◆ **EXERCISE INSTRUCTIONS**: Copy the following records line for line, leaving out the pictures.

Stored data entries
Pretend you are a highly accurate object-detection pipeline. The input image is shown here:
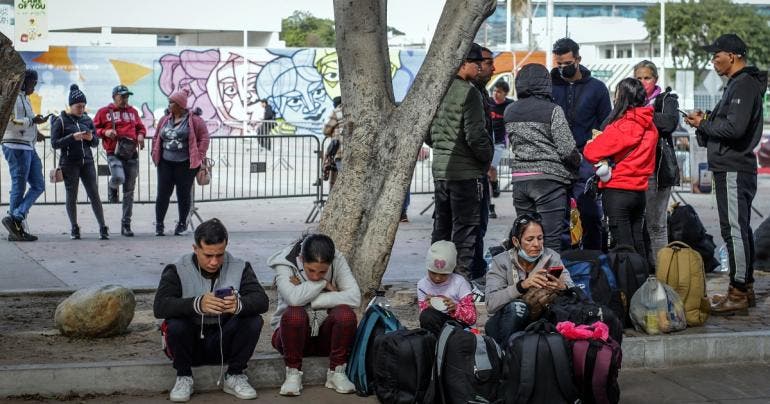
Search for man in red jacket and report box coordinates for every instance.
[94,85,147,237]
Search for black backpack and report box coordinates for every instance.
[502,320,578,404]
[607,245,650,327]
[656,203,719,272]
[372,328,436,404]
[424,322,503,404]
[545,287,623,344]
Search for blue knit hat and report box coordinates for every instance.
[69,84,86,105]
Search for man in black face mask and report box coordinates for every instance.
[551,38,612,250]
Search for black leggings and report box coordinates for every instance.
[61,162,104,227]
[155,158,198,226]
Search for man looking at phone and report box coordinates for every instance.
[153,219,269,402]
[2,69,46,241]
[685,34,767,315]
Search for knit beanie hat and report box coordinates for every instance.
[425,240,457,274]
[168,88,190,109]
[69,84,86,105]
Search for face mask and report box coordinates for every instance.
[519,248,543,264]
[559,63,577,79]
[642,81,655,97]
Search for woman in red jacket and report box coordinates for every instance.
[583,78,658,257]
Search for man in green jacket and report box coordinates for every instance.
[425,44,493,280]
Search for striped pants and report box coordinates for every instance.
[714,172,757,291]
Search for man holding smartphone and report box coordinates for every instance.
[685,34,767,315]
[153,219,269,402]
[2,69,46,241]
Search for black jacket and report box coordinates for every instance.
[695,66,767,173]
[51,111,99,165]
[152,262,270,321]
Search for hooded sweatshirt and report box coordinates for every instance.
[695,66,767,174]
[583,107,658,191]
[94,103,147,155]
[551,65,612,149]
[504,64,580,184]
[267,243,361,329]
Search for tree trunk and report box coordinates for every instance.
[0,33,26,139]
[320,0,496,297]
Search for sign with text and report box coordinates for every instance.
[13,0,48,51]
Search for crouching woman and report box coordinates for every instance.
[268,234,361,396]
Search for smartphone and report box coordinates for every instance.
[548,267,564,279]
[214,288,233,299]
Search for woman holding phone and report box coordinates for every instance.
[51,84,109,240]
[485,213,574,343]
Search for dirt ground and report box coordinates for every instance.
[0,290,417,366]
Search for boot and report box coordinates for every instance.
[70,224,80,240]
[711,286,749,316]
[120,222,134,237]
[107,187,118,203]
[489,204,497,219]
[489,181,500,198]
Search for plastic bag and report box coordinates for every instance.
[629,276,687,335]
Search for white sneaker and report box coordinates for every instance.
[222,374,257,400]
[279,368,302,396]
[326,365,356,394]
[168,376,193,403]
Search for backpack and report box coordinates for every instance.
[655,241,711,326]
[501,320,578,404]
[668,203,719,272]
[545,286,623,343]
[424,321,503,404]
[607,245,650,327]
[346,304,402,396]
[561,250,626,324]
[372,328,436,404]
[556,322,623,404]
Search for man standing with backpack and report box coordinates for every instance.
[686,34,767,315]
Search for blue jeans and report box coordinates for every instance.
[3,146,45,220]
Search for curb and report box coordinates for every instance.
[0,331,770,397]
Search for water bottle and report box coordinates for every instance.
[714,244,730,272]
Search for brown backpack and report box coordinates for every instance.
[655,241,711,327]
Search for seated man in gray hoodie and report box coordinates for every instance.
[268,234,361,396]
[153,219,270,402]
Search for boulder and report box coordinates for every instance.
[54,285,136,338]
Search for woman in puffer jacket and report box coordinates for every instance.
[583,77,658,257]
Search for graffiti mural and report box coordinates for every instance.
[21,47,540,136]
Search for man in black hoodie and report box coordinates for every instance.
[551,38,612,250]
[686,34,767,315]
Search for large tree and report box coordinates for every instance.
[644,0,770,71]
[0,33,25,139]
[320,0,496,294]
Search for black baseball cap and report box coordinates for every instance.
[465,43,484,62]
[701,34,746,55]
[112,84,134,97]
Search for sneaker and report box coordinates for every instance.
[326,365,356,394]
[168,376,193,403]
[222,374,257,400]
[279,368,302,396]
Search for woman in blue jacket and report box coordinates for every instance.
[51,84,109,240]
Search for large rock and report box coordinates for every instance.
[54,285,136,338]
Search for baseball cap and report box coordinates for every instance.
[112,84,134,97]
[425,240,457,274]
[701,34,746,55]
[465,42,484,61]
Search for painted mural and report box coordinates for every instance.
[22,47,536,136]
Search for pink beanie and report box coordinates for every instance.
[168,89,190,109]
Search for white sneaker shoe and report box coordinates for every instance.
[222,374,257,400]
[279,368,302,396]
[168,376,193,403]
[326,365,356,394]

◆ **ANSWER TO THE TASK**:
Pretend you are a highly accurate object-detection pipeline. The input image is shown here:
Search for man in red jacket and report box coordinates for every instance.
[94,85,147,237]
Search for black backpack and report box coordinates for every instance.
[502,320,578,404]
[607,245,650,327]
[656,203,719,272]
[372,328,436,404]
[424,322,503,404]
[545,287,623,344]
Search for blue knit hat and report box coordinates for every instance.
[69,84,86,105]
Search for man in black face mask and report box coordinates for every instance.
[551,38,612,250]
Search for black leggings and report box coordinates for every instance.
[61,162,104,227]
[155,158,198,226]
Search for man looking at phone and report box coordinates for every instance.
[153,219,269,402]
[2,69,46,241]
[685,34,767,315]
Search for knit beanie hat and report box coordinates for every instance.
[425,240,457,274]
[168,88,190,109]
[69,84,86,105]
Search for face mask and report box coordinates for every instance.
[519,248,543,264]
[559,63,577,79]
[642,81,655,97]
Search for woman in red jacket and report box coordinates for every instance.
[583,78,658,257]
Search for man in green jacket and report box coordinates for every instance.
[425,44,493,280]
Search for striped pants and report box coordinates for every instance.
[714,172,757,291]
Search for man holding smartphone and report box coordinates for every instance.
[685,34,767,315]
[153,219,269,402]
[2,69,46,241]
Search for black jacket and report box coordinates for every instance.
[695,66,767,173]
[51,111,99,165]
[152,262,270,321]
Search for hooded sweatshirt and report box coordinates for every instance.
[695,66,767,174]
[583,107,658,191]
[94,103,147,155]
[551,65,612,149]
[504,64,580,184]
[267,243,361,329]
Search for tree trunk and report box coordinates for every instance.
[0,33,26,139]
[320,0,496,297]
Search for sign with text and report box coordinates for every instance.
[13,0,48,51]
Search for crouching woman and report box coordinates for every instance.
[268,234,361,396]
Search for smartphone and report box coordinates for every instance.
[548,267,564,279]
[214,288,233,299]
Search for woman holding phone and report box coordinates for every instance.
[51,84,109,240]
[485,213,574,343]
Search for dirt ground and report box coordinates for every instance.
[0,290,417,366]
Search for boot and report box coordinates for every instance.
[70,224,80,240]
[711,286,749,316]
[120,222,134,237]
[107,187,118,203]
[489,204,497,219]
[489,181,500,198]
Search for plastic bag and report box coordinates for every instance.
[629,276,687,335]
Search for white sneaker and report box coordinates for every instance.
[222,374,257,400]
[279,368,302,396]
[326,365,356,394]
[168,376,193,403]
Search for backpack and report box coordinates for every instance.
[655,241,711,326]
[501,320,578,404]
[668,203,719,272]
[545,286,623,343]
[424,321,503,404]
[607,245,650,327]
[346,304,402,396]
[561,250,626,324]
[372,328,436,404]
[556,322,623,404]
Search for man standing with backpack and report box coordinates for every instance.
[686,34,767,315]
Search for blue jeans and report box coordinates for every instance.
[3,146,45,220]
Search for curb and report box coordinates for every instance.
[0,331,770,397]
Search for water bottle and report box coordinates for every instance.
[714,244,730,272]
Search for brown backpack and report box coordinates for every instance.
[655,241,711,327]
Search for seated man in gray hoodie and report box coordinates for every instance.
[268,234,361,396]
[153,219,270,402]
Search for boulder and report box coordinates for every instance.
[54,285,136,338]
Search for woman in puffer jacket and report box coordinates for every instance.
[583,77,658,257]
Search for graffiti mural and report box coordinates for every instance.
[21,47,540,136]
Search for man in black hoodie and report box coordinates for every instance.
[551,38,612,250]
[686,34,767,315]
Search for large tree and report box coordinates for every instance.
[644,0,770,71]
[0,33,25,139]
[320,0,496,294]
Search for black baseball cap and report box coordinates for every instance.
[465,43,484,62]
[701,34,746,55]
[112,84,134,97]
Search for sneaker and report box coordinates for every instance.
[326,365,356,394]
[168,376,193,403]
[222,374,257,400]
[279,368,302,396]
Search for woman in blue jacket and report box coordinates for every instance.
[51,84,109,240]
Search for large rock and report box coordinates for every instance.
[54,285,136,338]
Search for baseball cap and report box coordinates for every instance.
[112,84,134,97]
[425,240,457,274]
[701,34,746,55]
[465,42,484,61]
Search for painted mural and report box coordinates for every instance.
[22,47,536,136]
Search for pink beanie and report box coordinates for every instance.
[168,89,190,109]
Search for white sneaker shoe and report box coordinates for every instance.
[222,374,257,400]
[279,368,302,396]
[168,376,193,403]
[326,365,356,394]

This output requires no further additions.